Travail demandé:
a – Reformulez sous forme de liste, en conservant ses faits principaux, le paragraphe du jugement ci-dessous qui commence par « L'audience relative à la demande d'asile a duré trois jours ».
b – Dressez la liste complète des pays nommés dans la partie « CONTEXTE » du jugement ci-dessous.
c – D'après le jugement ci-dessous, pourquoi le commissaire a-t-il décidé de tenir une nouvelle audience sans tenir compte de la première journée ?

Texte présenté:

○ ○ ○

Dossier : IMM-11191-12

Référence : 2013 CF 675

[TRADUCTION FRANÇAISE CERTIFIÉE, NON RÉVISÉE]

 

Ottawa (Ontario), le 18 juin 2013

En présence de monsieur le juge Phelan

 

 

ENTRE :

 

KIFLEMARYAM ENDEMIKAEL

 

 

 

demandeur

 

                                      et

 

 

 

LE MINISTRE DE LA CITOYENNETÉ ET DE L’IMMIGRATION

 

 

 

défendeur

 

 

 

 

 

           MOTIFS DU JUGEMENT ET JUGEMENT

 

I.          INTRODUCTION

[1]               La Cour est saisie d’une demande de contrôle judiciaire d’une décision d’un commissaire de la Commission de l’immigration et du statut de réfugié du Canada [le commissaire] qui a conclu que le demandeur n’avait pas qualité de réfugié ni celle de personne à protéger [la décision].

 

II.        CONTEXTE

[2]               Le demandeur d’asile est né en Érythrée et il a produit un acte de naissance pour appuyer sa demande d’asile. Il a également utilisé le nom de Seife Gemechu Aboye sur un faux passeport éthiopien qu’il a acheté.

 

[3]               Le présent contrôle judiciaire ne porte pas tant sur les faits à l’appui de la demande d’asile que sur des questions de procédure et de fond relatives à son audience. Il suffit de noter qu’il a fui l’Érythrée et qu’il a été renvoyé en Éthiopie. La décision du commissaire donne les renseignements détaillés relatifs à sa demande d’asile et à ses déplacements.

 

[4]               Le demandeur d’asile s’est par la suite rendu au Royaume-Uni, où il a présenté une demande d’asile qui a été rejetée. Il a ensuite gagné la Norvège, où sa demande d’asile a également été rejetée. Il s’est finalement rendu au Canada, où il a aussi demandé l’asile.

 

[5]               Pour préparer son formulaire de renseignements personnels (FRP) canadien, le demandeur a collaboré avec un traducteur éthiopien qui lui aurait conseillé de ne pas faire mention de ses précédentes demandes d’asile rejetées.

 

[6]               L’audience relative à la demande d’asile a duré trois jours. Avant l’audience, le demandeur d’asile a fait une première demande d’ajournement, car son conseil devait comparaître à une autre audience. La demande a été rejetée. Cependant, au premier jour d’audience, le conseil du demandeur a renouvelé sa demande de report. Les deux conseils ont présenté des observations sur la question, et le commissaire, d’après la transcription, a rédigé des motifs afin de les inclure dans la décision écrite.  

 

[7]               Au deuxième jour, le conseil du demandeur a relevé le fait que le traducteur présent au premier jour de l’audience était le même que celui aurait conseillé au demandeur d’asile de mentir sur son FRP. Informé de la situation, le conseil a demandé de faire vérifier la traduction du premier jour d’audience et de ne plus faire appel au traducteur. Aucun problème important n’a été décelé dans la traduction.

 

[8]               Pour éviter d’éventuels problèmes de traduction, le commissaire a décidé qu’il tiendrait une nouvelle audience et qu’il ne tiendrait pas compte de la première journée d’audience. Le demandeur d’asile a demandé que l’affaire soit ajournée et fixée à une autre date en raison d’un manquement au principe de justice naturelle relativement à la traduction. Le commissaire a poursuivi l’audience.

○ ○ ○

Données fournies:
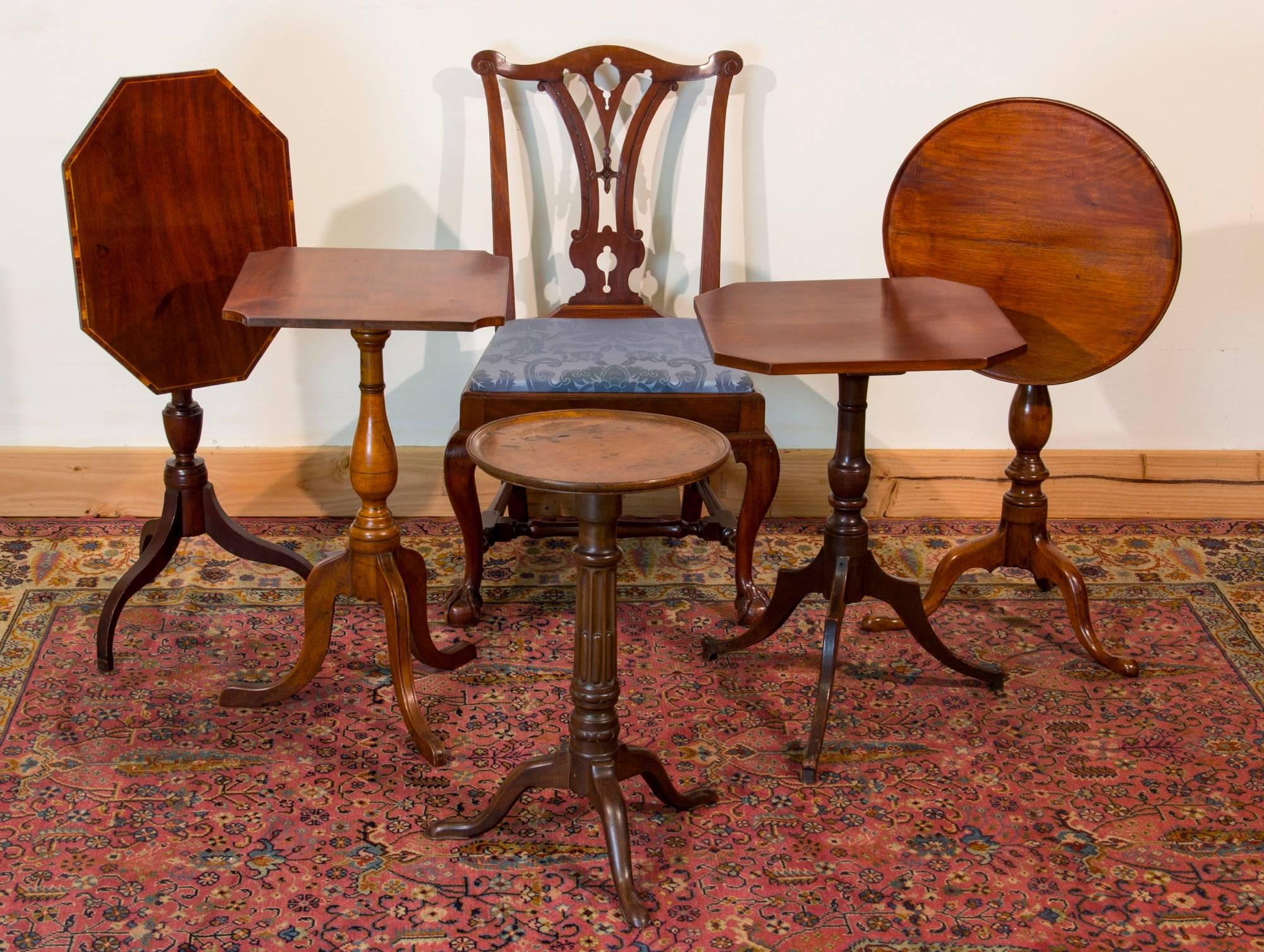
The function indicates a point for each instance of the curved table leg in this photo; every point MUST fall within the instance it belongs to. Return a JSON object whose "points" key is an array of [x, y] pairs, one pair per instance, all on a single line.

○ ○ ○

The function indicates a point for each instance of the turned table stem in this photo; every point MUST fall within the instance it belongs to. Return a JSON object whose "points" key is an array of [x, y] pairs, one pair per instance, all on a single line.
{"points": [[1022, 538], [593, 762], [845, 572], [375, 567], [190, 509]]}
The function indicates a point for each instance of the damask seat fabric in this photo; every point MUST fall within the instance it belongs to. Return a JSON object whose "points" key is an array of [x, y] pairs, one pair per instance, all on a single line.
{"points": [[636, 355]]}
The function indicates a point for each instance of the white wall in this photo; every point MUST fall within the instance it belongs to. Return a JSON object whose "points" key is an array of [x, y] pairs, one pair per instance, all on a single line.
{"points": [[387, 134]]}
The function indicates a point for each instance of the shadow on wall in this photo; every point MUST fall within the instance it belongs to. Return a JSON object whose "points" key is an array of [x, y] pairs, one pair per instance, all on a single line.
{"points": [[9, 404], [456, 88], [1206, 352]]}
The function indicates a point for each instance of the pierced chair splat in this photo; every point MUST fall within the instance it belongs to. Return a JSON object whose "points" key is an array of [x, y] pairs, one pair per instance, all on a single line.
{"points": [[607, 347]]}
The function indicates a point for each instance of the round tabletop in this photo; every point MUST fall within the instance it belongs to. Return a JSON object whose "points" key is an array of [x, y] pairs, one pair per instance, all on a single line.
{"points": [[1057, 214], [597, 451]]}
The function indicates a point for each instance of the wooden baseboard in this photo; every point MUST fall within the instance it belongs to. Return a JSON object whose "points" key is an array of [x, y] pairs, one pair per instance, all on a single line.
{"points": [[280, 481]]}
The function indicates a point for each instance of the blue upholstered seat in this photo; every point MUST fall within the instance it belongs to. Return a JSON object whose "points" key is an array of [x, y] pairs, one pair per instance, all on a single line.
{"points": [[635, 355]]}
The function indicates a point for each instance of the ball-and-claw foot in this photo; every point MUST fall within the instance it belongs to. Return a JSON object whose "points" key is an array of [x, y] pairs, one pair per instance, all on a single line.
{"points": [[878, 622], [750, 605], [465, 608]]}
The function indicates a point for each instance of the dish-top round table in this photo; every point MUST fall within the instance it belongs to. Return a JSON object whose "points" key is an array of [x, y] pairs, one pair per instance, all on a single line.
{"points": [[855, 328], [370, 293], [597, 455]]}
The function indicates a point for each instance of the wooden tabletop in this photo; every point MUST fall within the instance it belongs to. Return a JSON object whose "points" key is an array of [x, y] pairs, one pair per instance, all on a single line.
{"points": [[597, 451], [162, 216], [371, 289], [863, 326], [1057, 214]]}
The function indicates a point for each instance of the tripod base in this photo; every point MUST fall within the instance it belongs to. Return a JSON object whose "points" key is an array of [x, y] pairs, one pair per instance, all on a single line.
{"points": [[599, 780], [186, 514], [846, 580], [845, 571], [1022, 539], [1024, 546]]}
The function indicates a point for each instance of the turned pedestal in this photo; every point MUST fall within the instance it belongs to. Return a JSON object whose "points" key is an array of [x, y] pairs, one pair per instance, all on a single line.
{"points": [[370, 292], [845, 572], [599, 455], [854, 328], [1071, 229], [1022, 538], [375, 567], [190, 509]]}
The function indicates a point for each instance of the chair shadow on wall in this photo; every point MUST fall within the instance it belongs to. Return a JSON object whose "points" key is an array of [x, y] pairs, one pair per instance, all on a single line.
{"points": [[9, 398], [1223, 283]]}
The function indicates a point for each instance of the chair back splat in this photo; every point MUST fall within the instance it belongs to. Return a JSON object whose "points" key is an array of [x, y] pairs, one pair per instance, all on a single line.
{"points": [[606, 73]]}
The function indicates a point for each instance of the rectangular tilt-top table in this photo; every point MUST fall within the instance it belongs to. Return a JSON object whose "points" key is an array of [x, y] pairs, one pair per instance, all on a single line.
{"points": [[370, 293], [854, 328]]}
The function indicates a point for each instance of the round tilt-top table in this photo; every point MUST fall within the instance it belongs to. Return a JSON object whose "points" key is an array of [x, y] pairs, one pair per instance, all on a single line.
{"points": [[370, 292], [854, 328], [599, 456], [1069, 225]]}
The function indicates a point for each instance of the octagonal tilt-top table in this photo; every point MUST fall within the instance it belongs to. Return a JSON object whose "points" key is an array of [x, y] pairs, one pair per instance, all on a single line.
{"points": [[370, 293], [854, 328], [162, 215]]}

○ ○ ○

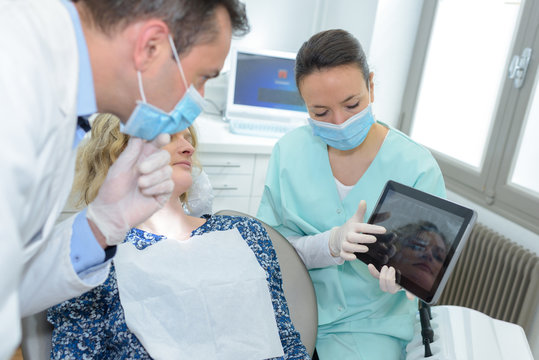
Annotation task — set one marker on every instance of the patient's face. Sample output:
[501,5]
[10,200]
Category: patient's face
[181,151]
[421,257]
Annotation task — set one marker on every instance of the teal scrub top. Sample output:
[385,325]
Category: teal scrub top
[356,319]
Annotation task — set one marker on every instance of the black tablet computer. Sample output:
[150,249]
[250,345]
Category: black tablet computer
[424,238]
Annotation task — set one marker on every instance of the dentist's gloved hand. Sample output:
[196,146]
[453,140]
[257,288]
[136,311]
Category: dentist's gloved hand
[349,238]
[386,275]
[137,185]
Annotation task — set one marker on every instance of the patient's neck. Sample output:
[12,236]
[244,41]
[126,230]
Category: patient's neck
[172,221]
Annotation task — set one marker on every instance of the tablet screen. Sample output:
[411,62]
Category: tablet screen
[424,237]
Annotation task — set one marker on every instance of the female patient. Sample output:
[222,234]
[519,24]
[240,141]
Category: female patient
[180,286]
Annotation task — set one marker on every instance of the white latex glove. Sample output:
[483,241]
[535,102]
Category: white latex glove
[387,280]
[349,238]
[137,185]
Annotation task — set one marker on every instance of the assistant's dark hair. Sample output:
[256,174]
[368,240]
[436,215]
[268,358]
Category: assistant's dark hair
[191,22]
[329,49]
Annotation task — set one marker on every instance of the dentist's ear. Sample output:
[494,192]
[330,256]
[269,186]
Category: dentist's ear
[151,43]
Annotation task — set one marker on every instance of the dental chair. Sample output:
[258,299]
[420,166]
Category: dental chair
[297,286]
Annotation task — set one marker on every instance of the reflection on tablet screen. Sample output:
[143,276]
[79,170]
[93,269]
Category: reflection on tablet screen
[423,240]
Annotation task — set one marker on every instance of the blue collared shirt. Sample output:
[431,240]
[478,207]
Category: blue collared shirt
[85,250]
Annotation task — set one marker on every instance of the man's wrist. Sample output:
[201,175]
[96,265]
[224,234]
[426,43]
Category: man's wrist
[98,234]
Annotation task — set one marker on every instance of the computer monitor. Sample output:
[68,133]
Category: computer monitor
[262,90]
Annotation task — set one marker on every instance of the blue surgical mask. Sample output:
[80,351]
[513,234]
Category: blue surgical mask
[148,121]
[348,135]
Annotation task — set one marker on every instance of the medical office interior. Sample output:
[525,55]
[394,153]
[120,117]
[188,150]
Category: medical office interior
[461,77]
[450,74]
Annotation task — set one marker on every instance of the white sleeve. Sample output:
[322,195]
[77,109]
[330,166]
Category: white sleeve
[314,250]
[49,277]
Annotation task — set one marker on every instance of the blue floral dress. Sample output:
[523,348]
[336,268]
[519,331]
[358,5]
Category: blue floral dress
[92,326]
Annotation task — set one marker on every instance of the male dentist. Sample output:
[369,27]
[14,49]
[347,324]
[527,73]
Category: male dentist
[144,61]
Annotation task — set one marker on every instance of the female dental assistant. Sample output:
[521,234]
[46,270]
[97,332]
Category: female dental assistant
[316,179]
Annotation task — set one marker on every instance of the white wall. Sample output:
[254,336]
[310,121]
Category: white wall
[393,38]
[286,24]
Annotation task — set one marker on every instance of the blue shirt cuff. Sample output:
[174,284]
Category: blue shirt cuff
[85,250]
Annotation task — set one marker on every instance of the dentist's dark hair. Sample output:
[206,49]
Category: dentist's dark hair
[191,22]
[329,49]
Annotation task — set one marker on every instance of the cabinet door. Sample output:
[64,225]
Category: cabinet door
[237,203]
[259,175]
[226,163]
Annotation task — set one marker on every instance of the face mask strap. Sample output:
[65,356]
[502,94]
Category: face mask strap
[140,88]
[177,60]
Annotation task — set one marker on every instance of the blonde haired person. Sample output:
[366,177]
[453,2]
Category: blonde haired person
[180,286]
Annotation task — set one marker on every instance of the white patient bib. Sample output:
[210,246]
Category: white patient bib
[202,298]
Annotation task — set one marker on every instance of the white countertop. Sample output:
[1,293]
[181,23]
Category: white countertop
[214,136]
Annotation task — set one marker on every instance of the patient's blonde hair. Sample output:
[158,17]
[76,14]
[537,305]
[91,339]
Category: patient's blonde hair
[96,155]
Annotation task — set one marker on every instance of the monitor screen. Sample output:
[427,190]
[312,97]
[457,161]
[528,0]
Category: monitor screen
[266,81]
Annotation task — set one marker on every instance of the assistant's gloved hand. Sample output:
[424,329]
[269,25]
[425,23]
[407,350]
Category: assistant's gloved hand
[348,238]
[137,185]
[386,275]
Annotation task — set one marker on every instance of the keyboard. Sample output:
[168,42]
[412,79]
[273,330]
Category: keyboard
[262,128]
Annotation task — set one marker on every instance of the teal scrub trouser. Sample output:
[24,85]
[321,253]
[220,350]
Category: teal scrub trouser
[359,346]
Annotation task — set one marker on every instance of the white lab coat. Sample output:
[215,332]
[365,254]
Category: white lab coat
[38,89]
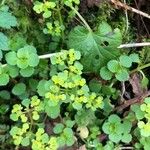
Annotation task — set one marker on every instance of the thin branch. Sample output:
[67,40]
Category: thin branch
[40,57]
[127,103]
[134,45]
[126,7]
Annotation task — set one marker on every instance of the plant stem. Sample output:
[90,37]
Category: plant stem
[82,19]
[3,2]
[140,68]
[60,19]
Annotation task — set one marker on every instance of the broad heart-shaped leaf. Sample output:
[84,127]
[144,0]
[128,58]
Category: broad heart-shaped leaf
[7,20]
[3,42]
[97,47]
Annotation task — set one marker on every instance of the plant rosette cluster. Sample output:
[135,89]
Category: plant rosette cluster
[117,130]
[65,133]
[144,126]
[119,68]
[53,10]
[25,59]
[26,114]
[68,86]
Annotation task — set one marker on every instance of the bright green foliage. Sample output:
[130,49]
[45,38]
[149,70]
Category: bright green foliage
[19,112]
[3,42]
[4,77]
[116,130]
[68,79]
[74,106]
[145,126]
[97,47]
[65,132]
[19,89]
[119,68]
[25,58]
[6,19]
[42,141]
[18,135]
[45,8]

○ ○ ○

Corrigé:
a –
- L'audience sur la demande d'asile a duré trois jours.
- Avant l'audience, le demandeur a sollicité un ajournement, car son conseil devait comparaître à une autre audience. Cette demande a été rejetée.
- Le premier jour, son conseil a renouvelé la demande de report.
- Les deux conseils ont présenté des observations sur cette question. D'après la transcription, le commissaire a rédigé des motifs pour les inclure dans la décision écrite.

b –
- Érythrée
- Éthiopie
- Royaume-Uni
- Norvège
- Canada

c – Le commissaire a pris cette décision pour éviter d'éventuels problèmes de traduction. Le deuxième jour, le conseil du demandeur avait en effet signalé que le traducteur présent le premier jour était celui qui aurait conseillé au demandeur de mentir sur son FRP.